Selected passage
■ ■ ■ ■ ■ ■ ■
PhD - Institute of Cancer Research
By funding scientists who have the potential to become leaders in their field, we are not only adding to the headcount of persons working in this underfunded area of medicine, but we are tapping into novel and innovative ideas that hopefully will lead to significant breakthroughs in diagnosis and treatment options in this field.
We want to find and contribute as much as possible to that elusive DIPG CURE!
Kathryn Taylor PhD - The Institute of Cancer Research Award £110,000
Dr Chris Jones appointed, by his peers is the Chair of the SIOPE High Grade Gliomas/DIPG Biology Group (International Society of Paediatric Oncology - Europe) and Principal Investigator (Genomics) on the North American DIPG Collaborative Grant and as such is the international lead on research into these tumours.
■ ■ ■ ■ ■ ■ ■
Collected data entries
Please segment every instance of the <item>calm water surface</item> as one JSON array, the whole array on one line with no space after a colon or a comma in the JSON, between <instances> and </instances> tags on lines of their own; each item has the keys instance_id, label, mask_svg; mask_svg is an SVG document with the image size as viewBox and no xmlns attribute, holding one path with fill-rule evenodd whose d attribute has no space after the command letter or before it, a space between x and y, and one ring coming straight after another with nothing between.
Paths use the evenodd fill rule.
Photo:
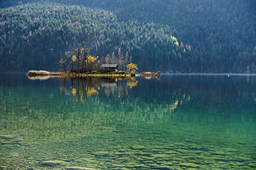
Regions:
<instances>
[{"instance_id":1,"label":"calm water surface","mask_svg":"<svg viewBox=\"0 0 256 170\"><path fill-rule=\"evenodd\" d=\"M0 169L256 168L256 76L44 79L0 74Z\"/></svg>"}]
</instances>

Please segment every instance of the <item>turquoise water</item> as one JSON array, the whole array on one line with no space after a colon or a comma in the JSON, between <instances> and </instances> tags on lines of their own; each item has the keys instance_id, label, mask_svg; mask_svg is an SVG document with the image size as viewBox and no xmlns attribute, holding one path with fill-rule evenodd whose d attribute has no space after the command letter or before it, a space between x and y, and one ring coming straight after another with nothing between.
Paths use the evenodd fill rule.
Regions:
■ ■ ■ ■ ■ ■ ■
Return everything in the DIPG research funding page from "PhD - Institute" down to "in this field.", copied word for word.

PhD - Institute of Cancer Research
By funding scientists who have the potential to become leaders in their field, we are not only adding to the headcount of persons working in this underfunded area of medicine, but we are tapping into novel and innovative ideas that hopefully will lead to significant breakthroughs in diagnosis and treatment options in this field.